Problem description.
Of all the entries below, only the lines from the one with "class: rabbit nose." up to and including the one with "class: rabbit front" are to be duplicated exactly.
*** Data Section Begins ***
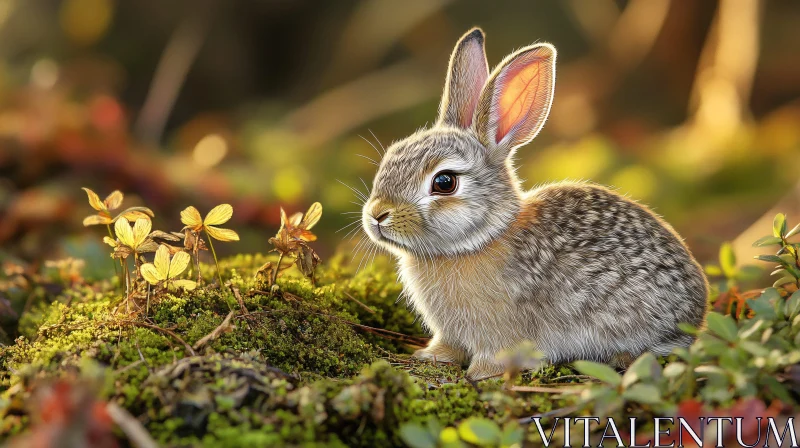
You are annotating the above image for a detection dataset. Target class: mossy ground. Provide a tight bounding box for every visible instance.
*** Data Section Ends ***
*** Data Section Begins ***
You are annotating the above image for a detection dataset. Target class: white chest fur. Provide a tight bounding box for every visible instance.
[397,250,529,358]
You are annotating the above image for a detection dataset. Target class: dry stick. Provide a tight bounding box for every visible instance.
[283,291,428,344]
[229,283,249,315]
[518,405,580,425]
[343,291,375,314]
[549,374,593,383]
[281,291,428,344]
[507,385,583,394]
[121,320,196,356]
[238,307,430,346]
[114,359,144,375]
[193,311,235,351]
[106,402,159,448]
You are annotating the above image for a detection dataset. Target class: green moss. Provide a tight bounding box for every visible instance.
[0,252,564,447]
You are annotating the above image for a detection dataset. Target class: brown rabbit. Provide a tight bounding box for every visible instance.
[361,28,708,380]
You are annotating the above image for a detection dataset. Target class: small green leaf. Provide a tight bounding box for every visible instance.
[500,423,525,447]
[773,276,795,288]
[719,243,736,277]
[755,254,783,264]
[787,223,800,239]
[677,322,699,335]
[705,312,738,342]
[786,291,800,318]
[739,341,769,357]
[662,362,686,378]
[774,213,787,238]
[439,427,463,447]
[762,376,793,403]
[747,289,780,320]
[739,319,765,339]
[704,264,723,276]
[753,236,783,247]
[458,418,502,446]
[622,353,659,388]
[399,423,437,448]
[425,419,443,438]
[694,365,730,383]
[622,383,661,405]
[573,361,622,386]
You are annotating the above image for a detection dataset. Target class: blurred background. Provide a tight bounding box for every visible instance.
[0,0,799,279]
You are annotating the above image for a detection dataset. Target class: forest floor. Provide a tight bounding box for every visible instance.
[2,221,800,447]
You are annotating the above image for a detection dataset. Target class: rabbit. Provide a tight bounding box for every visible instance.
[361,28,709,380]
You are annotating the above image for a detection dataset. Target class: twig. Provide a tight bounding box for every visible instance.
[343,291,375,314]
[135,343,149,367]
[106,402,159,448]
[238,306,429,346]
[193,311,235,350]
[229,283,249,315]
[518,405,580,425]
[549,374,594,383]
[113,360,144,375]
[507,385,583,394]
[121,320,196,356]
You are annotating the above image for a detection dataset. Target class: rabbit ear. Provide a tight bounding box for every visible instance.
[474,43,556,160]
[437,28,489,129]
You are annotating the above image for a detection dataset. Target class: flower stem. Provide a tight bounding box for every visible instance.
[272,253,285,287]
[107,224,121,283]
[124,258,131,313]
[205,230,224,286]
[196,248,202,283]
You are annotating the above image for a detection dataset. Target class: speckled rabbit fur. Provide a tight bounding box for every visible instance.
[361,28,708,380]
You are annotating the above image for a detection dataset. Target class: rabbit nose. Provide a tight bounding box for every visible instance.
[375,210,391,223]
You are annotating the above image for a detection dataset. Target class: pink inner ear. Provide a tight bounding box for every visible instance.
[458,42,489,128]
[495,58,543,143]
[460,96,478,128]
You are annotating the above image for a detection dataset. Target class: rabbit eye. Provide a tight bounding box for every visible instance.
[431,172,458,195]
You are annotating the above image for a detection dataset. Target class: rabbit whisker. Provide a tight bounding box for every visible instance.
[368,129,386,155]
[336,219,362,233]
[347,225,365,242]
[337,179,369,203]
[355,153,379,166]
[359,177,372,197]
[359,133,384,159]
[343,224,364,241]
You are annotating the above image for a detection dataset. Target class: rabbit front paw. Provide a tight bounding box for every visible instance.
*** Data Section Ends ***
*** Data Section Begins ***
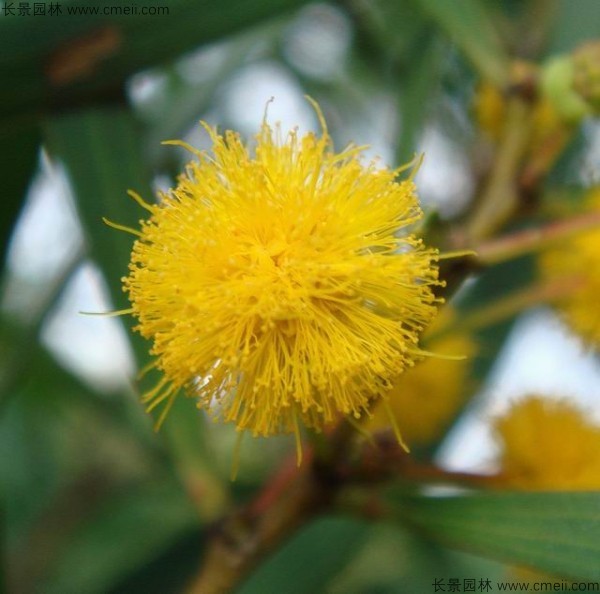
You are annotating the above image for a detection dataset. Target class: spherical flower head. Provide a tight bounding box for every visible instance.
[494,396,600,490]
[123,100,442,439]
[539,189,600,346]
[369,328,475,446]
*** Data Section Ends ***
Exercise result.
You are annotating the above image for a detection dataset. Target class: rabbit nose. Provide a tight bounding box for every visible instance.
[375,210,391,223]
You are annotating the above image for a detection dataset. Target class: pink inner ear. Provide a tight bounding box for every visible instance.
[458,42,489,128]
[495,58,543,143]
[460,96,478,128]
You are annotating the above image for a detection dataset. Target class: rabbit eye. Provide a tight bounding box for every visible instance.
[431,172,458,195]
You are annotating the above image for a detection dataset. Target class: rabbit whisker. Provide a tight bounding box for every visible instance.
[368,129,386,155]
[336,219,362,233]
[347,225,365,242]
[337,179,369,203]
[355,153,379,166]
[359,177,372,197]
[359,133,384,159]
[343,224,364,241]
You are annotating the above image for a detection dataset. Target class: rabbit front paw. Provide a tight bounding box for every visible instance.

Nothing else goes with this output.